TRECHO FORNECIDO =>
Prestação de serviço

Carga elevada significa mau atendimento ou trabalho de menos

As incongruências apontadas pelo CNES refletem diretamente no atendimento à população. Um médico que cumpre uma carga horária muito elevada corre o risco de não atender corretamente os pacientes ou então trabalhar menos do que deveria em uma unidade de saúde. "Se um médico trabalha menos do que deveria em um posto, ele, além de desrespeitar a lei, deixa de atender as pessoas. E se trabalha demais compromete a qualidade do atendimento, já que está cansado e sobrecarregado", afirma o professor da Universidade de Brasília (UnB) José Matias-Pereira, especialista em Administração Pública.

População perde

Para evitar essa situação, Matias-Pereira acredita que é necessário implementar políticas públicas para que o médico não atue sobrecarregado. "Se permanecer como está ninguém sai ganhando. Muito menos a população", diz.

DADOS FORNECIDOS =>
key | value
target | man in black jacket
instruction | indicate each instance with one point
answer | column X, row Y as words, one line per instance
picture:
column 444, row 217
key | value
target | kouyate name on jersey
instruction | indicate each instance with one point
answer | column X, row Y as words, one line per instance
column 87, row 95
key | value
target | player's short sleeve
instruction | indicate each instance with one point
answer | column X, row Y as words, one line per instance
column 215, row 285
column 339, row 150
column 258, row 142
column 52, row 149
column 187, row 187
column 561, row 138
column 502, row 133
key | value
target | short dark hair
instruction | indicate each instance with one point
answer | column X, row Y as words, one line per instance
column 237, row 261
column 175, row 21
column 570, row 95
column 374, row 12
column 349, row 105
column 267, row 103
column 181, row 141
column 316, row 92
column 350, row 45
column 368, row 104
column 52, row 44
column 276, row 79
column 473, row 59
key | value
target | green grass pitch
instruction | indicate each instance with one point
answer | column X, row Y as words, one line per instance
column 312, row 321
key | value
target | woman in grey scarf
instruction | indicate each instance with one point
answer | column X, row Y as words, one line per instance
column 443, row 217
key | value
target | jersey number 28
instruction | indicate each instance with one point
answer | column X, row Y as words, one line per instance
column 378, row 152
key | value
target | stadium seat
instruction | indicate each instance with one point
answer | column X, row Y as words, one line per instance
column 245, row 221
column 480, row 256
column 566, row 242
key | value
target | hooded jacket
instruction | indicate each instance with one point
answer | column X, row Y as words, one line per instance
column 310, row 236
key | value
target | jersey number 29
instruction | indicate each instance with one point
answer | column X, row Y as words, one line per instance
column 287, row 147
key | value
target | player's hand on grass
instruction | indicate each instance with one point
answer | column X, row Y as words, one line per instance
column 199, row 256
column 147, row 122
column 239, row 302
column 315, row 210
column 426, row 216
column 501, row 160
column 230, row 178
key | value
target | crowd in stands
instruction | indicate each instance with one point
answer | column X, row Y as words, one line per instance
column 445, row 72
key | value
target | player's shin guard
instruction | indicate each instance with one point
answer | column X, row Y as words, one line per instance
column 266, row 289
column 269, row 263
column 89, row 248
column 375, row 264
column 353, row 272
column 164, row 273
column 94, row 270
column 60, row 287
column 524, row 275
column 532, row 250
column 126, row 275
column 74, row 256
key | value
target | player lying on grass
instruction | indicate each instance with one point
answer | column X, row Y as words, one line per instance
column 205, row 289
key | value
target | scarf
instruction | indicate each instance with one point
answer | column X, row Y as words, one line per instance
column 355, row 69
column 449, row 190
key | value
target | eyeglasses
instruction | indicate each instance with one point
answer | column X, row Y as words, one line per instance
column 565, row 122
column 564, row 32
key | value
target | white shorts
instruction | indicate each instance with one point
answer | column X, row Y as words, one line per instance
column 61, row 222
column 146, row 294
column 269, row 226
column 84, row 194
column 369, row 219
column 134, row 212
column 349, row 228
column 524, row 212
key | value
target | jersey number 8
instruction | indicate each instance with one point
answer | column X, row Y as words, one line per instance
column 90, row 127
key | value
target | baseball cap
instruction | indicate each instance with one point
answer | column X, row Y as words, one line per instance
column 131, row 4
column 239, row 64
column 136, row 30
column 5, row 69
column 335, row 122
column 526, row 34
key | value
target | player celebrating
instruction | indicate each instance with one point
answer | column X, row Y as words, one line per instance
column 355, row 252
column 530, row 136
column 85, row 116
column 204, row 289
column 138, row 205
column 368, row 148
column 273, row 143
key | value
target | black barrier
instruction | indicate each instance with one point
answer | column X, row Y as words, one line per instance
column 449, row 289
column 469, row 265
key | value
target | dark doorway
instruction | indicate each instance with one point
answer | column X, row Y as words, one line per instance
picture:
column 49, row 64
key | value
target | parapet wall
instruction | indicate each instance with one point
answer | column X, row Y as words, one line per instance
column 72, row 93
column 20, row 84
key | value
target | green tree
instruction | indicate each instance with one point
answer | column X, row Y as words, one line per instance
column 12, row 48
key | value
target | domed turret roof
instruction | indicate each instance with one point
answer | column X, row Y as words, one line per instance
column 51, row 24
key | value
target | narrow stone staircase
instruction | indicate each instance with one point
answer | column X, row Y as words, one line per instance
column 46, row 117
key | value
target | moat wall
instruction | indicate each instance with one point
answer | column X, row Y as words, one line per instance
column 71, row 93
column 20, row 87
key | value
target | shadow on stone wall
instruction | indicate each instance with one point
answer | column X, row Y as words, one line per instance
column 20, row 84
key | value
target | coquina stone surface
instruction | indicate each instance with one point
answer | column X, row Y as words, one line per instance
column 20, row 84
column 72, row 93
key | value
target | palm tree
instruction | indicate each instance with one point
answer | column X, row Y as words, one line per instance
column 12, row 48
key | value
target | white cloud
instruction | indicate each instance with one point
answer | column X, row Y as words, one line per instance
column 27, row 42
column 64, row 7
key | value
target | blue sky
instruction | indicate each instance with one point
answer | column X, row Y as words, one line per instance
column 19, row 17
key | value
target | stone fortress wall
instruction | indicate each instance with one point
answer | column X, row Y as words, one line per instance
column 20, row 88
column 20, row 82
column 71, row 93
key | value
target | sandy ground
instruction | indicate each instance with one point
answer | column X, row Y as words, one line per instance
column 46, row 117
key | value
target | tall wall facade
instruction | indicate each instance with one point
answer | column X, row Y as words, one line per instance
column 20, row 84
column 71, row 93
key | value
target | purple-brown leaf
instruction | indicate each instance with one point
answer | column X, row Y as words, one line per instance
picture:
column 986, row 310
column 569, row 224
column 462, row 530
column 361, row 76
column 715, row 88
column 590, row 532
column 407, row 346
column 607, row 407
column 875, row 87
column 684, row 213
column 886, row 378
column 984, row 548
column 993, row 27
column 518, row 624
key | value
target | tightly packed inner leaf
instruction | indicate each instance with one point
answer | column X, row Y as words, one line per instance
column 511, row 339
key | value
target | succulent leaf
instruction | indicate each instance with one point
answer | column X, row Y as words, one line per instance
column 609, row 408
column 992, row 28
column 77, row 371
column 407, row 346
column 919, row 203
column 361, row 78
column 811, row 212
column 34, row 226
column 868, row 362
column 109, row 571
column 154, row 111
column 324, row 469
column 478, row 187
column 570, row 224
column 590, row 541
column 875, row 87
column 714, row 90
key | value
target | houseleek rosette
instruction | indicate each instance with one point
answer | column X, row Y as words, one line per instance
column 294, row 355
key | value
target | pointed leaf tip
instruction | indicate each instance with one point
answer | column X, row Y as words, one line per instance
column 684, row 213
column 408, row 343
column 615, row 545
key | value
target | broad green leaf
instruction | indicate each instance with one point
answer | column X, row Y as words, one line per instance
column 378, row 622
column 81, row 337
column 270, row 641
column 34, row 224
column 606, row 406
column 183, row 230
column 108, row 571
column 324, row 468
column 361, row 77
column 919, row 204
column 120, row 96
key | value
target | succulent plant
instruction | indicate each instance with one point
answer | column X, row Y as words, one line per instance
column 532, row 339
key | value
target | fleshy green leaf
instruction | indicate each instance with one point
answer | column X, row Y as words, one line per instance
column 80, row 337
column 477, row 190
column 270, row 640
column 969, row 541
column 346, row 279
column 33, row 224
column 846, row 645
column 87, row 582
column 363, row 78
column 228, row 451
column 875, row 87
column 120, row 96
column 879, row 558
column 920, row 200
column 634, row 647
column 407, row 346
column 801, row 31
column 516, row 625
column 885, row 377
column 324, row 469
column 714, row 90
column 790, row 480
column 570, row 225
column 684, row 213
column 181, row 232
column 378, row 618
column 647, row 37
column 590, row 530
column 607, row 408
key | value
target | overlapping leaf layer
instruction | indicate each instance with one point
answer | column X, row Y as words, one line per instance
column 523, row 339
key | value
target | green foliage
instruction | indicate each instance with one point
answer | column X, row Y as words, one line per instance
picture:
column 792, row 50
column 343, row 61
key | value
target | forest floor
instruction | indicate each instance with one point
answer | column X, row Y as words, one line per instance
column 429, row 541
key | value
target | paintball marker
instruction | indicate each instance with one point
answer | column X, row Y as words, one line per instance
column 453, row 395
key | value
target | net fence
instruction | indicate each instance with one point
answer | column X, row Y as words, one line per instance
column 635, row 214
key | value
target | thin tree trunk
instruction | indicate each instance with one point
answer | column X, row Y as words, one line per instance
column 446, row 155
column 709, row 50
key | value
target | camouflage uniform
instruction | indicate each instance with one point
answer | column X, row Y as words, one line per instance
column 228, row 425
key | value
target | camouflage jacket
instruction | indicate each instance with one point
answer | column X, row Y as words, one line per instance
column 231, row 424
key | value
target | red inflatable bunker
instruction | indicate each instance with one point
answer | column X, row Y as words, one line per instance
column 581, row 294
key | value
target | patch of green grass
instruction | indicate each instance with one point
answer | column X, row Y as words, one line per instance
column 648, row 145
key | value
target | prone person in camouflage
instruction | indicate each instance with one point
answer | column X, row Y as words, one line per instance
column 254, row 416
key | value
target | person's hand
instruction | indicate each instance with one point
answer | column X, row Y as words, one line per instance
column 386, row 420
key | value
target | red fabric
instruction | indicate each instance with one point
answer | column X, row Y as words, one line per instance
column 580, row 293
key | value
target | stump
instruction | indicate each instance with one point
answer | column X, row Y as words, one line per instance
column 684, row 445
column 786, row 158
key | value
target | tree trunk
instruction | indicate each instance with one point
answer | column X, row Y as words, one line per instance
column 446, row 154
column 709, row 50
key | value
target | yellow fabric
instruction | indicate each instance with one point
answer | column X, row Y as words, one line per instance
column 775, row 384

TAREFA 1 => Liste todos os títulos e subtítulos que aparecem no trecho sobre a carga horária dos médicos.
TAREFA 2 => Dê prosseguimento ao trecho sobre a carga horária dos médicos, começando depois da última frase apresentada.
As linhas são um material à parte, sem relação com o trecho.

SUA RESPOSTA 1 =>
Prestação de serviço
Carga elevada significa mau atendimento ou trabalho de menos
População perde

SUA RESPOSTA 2 =>
A presidente do Conselho Estadual de Saúde, Joelma Carvalho, ressalta que o mau atendimento no sistema público de saúde está ligado à jornada excessiva de trabalho dos profissionais. "Como o sistema não consegue monitorar bem a situação, quem acaba pagando o preço dessas distorções é o povo", diz.

130 horas

Em janeiro deste ano, a Gazeta do Povo publicou uma reportagem intitulada "Cadastro permite fraude na Saúde", na qual denunciou médicos do Programa Saúde da Família que burlavam o sistema e tinham registros no CNES em mais de dois estabelecimentos de saúde, com cargas horárias superiores a 90 horas semanais. Na oportunidade foram encontrados médicos que na teoria trabalhavam 130 horas na semana, mas que na prática não cumpriam nem metade das oito horas semanais da jornada de trabalho nos postos de saúde.

Influência

A sobrecarga horária dos médicos atrapalha o atendimento? Por quê?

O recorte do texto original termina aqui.